__INFORMATION GIVEN__.
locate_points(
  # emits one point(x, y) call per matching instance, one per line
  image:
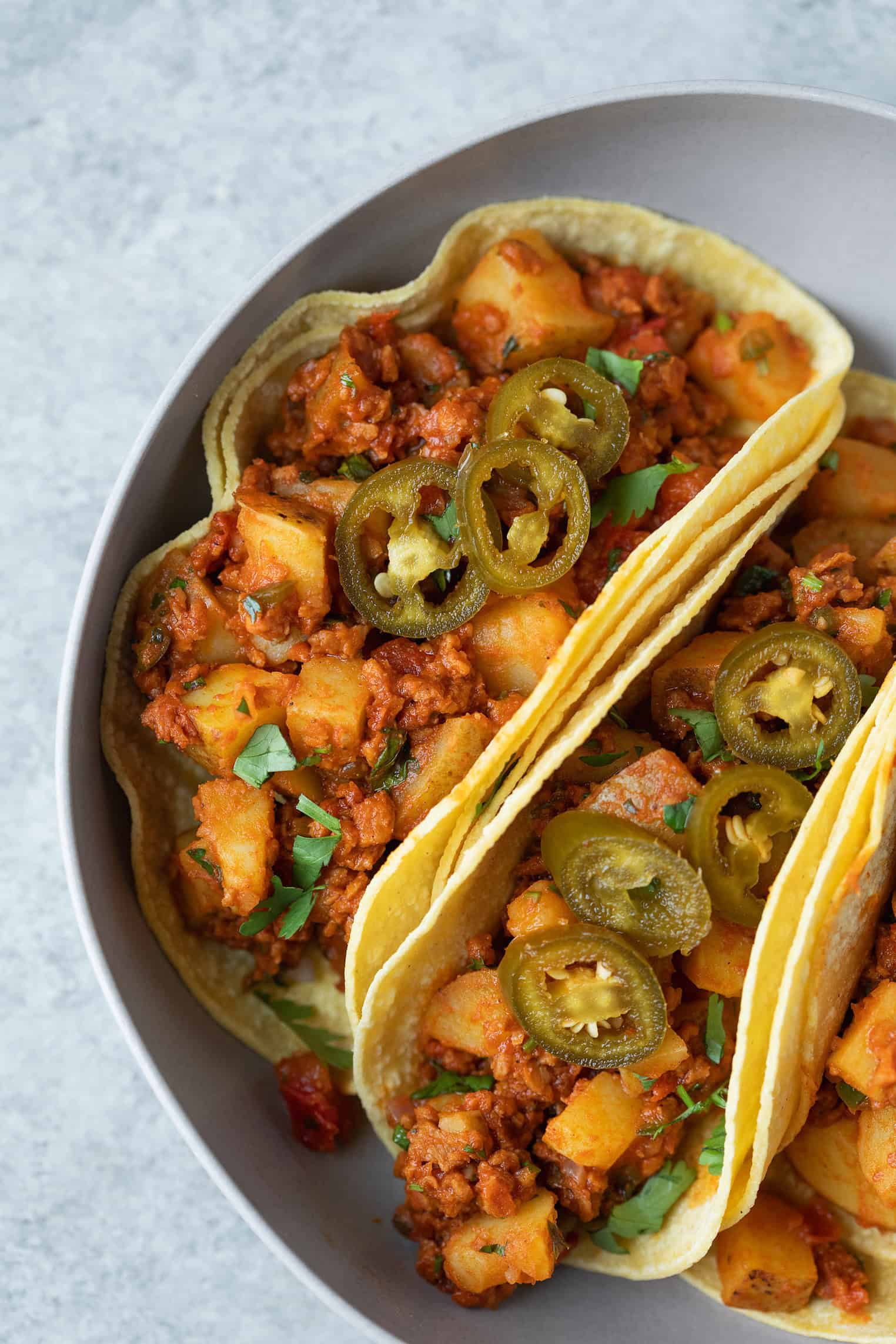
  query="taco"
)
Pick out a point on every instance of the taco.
point(436, 511)
point(567, 1057)
point(816, 1251)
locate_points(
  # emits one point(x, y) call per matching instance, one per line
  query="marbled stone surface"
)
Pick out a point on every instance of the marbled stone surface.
point(153, 156)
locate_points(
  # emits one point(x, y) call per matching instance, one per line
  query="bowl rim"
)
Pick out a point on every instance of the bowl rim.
point(65, 774)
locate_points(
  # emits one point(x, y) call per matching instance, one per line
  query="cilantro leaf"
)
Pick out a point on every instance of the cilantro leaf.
point(715, 1032)
point(713, 1154)
point(616, 367)
point(755, 579)
point(676, 814)
point(446, 1081)
point(445, 523)
point(636, 494)
point(320, 1041)
point(265, 752)
point(355, 468)
point(707, 731)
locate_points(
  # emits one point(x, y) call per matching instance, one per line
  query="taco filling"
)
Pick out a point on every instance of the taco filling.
point(596, 1026)
point(402, 561)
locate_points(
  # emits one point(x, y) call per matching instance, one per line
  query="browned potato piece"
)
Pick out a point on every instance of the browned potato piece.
point(469, 1014)
point(765, 1263)
point(867, 1045)
point(285, 539)
point(200, 893)
point(540, 906)
point(523, 302)
point(863, 535)
point(597, 1125)
point(719, 962)
point(515, 638)
point(754, 387)
point(328, 708)
point(641, 792)
point(687, 680)
point(223, 727)
point(237, 828)
point(526, 1241)
point(670, 1055)
point(878, 1151)
point(444, 757)
point(827, 1156)
point(864, 484)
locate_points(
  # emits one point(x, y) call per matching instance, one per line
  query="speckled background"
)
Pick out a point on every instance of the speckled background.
point(155, 155)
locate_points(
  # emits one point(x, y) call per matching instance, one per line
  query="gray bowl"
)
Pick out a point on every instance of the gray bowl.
point(803, 178)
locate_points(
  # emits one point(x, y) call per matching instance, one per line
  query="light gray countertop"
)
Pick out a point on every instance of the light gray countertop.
point(155, 156)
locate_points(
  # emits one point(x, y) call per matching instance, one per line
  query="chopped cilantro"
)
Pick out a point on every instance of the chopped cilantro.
point(676, 814)
point(636, 494)
point(319, 1039)
point(355, 468)
point(707, 731)
point(265, 752)
point(445, 1081)
point(616, 367)
point(715, 1032)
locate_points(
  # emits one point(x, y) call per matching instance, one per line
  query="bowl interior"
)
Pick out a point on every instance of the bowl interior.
point(807, 183)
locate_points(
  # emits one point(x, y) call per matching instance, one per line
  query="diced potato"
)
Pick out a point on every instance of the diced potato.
point(610, 740)
point(237, 828)
point(670, 1055)
point(200, 893)
point(469, 1014)
point(643, 791)
point(878, 1151)
point(687, 680)
point(754, 387)
point(285, 539)
point(719, 962)
point(328, 708)
point(863, 535)
point(540, 906)
point(864, 1057)
point(765, 1263)
point(526, 1238)
point(215, 711)
point(515, 638)
point(444, 754)
point(597, 1125)
point(864, 484)
point(524, 292)
point(827, 1156)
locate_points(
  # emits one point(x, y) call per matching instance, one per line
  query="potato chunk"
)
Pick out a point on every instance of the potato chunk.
point(643, 791)
point(719, 962)
point(755, 367)
point(328, 710)
point(765, 1263)
point(597, 1125)
point(865, 1054)
point(827, 1156)
point(285, 539)
point(687, 680)
point(470, 1014)
point(223, 727)
point(540, 906)
point(200, 891)
point(515, 638)
point(444, 757)
point(527, 1248)
point(523, 302)
point(878, 1151)
point(237, 828)
point(864, 484)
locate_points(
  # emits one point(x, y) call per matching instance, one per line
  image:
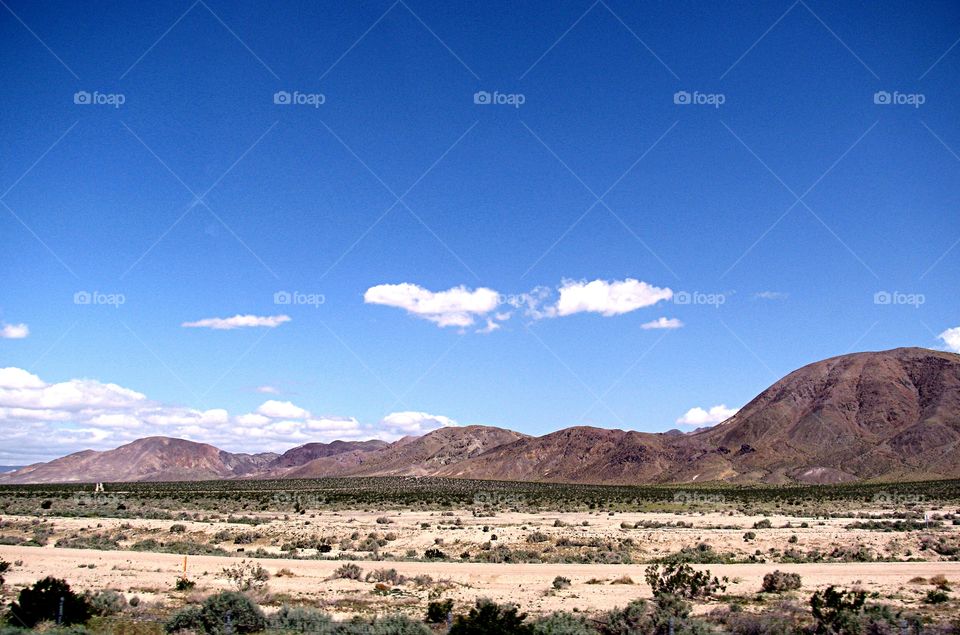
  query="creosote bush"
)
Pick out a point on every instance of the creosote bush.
point(780, 581)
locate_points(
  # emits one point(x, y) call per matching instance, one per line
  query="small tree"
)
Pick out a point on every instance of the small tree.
point(438, 612)
point(780, 581)
point(837, 610)
point(684, 581)
point(50, 600)
point(247, 576)
point(488, 617)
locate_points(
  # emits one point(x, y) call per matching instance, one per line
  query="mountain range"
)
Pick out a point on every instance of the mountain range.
point(888, 415)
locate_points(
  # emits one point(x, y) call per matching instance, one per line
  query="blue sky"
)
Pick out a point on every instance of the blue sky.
point(774, 207)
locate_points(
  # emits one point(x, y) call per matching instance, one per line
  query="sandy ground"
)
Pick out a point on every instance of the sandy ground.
point(151, 576)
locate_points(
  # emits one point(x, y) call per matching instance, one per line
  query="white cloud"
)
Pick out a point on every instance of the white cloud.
point(662, 323)
point(951, 338)
point(699, 417)
point(14, 331)
point(281, 410)
point(458, 306)
point(608, 298)
point(239, 321)
point(41, 421)
point(771, 295)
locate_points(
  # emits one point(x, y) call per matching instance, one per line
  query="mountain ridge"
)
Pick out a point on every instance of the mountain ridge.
point(863, 416)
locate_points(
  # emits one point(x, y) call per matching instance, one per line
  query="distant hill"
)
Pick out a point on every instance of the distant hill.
point(888, 415)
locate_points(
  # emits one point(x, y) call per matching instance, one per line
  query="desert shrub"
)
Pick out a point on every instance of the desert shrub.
point(780, 581)
point(683, 580)
point(231, 612)
point(348, 571)
point(386, 575)
point(784, 619)
point(49, 599)
point(489, 617)
point(302, 620)
point(563, 624)
point(438, 611)
point(184, 583)
point(667, 614)
point(837, 610)
point(106, 602)
point(936, 596)
point(247, 576)
point(397, 624)
point(186, 620)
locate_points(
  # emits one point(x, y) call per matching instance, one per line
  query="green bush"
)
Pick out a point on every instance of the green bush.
point(683, 580)
point(106, 602)
point(189, 619)
point(397, 625)
point(51, 600)
point(561, 582)
point(488, 617)
point(563, 624)
point(780, 581)
point(837, 610)
point(437, 612)
point(348, 571)
point(302, 620)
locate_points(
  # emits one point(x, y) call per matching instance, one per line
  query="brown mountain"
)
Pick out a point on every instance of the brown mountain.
point(308, 452)
point(148, 459)
point(412, 456)
point(886, 415)
point(882, 415)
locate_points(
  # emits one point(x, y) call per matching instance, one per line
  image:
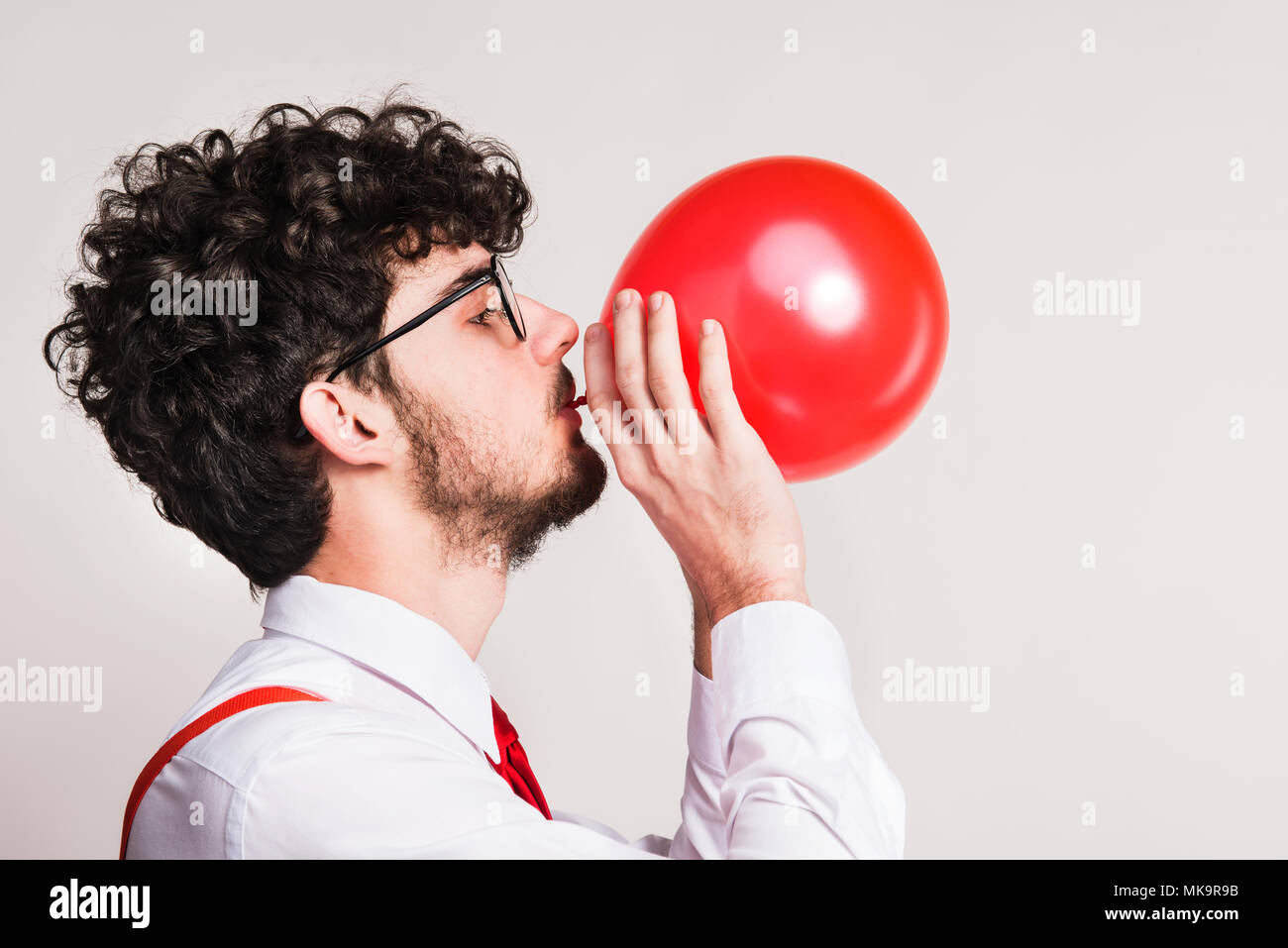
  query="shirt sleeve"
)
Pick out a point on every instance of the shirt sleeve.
point(803, 776)
point(780, 767)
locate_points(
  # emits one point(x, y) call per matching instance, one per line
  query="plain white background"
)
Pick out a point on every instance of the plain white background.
point(1109, 685)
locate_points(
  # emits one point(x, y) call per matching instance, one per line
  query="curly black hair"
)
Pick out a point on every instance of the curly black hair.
point(317, 207)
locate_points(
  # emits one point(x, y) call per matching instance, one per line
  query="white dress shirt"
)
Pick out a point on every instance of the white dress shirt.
point(397, 763)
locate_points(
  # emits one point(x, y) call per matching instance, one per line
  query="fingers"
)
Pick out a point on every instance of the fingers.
point(665, 366)
point(715, 385)
point(630, 352)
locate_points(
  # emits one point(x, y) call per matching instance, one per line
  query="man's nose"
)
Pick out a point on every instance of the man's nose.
point(550, 333)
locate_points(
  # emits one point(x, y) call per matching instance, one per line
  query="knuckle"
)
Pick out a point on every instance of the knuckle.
point(630, 375)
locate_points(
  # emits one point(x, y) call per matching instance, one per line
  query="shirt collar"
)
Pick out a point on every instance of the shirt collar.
point(393, 640)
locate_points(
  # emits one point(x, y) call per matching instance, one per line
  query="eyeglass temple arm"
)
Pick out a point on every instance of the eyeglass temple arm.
point(301, 432)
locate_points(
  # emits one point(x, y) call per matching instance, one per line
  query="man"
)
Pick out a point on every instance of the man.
point(377, 446)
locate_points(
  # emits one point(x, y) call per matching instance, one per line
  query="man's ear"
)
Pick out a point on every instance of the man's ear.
point(348, 424)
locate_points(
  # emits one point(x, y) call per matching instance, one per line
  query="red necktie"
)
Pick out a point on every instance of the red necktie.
point(514, 763)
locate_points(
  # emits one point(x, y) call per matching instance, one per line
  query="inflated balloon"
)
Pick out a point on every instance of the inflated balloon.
point(829, 294)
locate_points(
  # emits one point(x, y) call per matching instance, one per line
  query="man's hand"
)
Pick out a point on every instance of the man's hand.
point(708, 484)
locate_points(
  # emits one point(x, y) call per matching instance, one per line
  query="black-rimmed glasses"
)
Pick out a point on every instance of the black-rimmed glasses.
point(507, 301)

__DIRECTION__. Reproduce the material from its first line through the line containing "point(153, 156)", both ends included and the requests kept, but reduce each x and y coordinate in the answer points by 101. Leave the pictures out.

__PROBLEM SOLUTION__.
locate_points(
  # emits one point(x, y) call per matching instance, one per line
  image:
  query="taco"
)
Pick out a point on every instance of the taco.
point(335, 410)
point(466, 956)
point(715, 1150)
locate_points(
  # emits one point(x, y) call per matching instance, one per line
  query="marbled stone surface"
)
Pick out a point on every instance of the marbled stone surface.
point(52, 55)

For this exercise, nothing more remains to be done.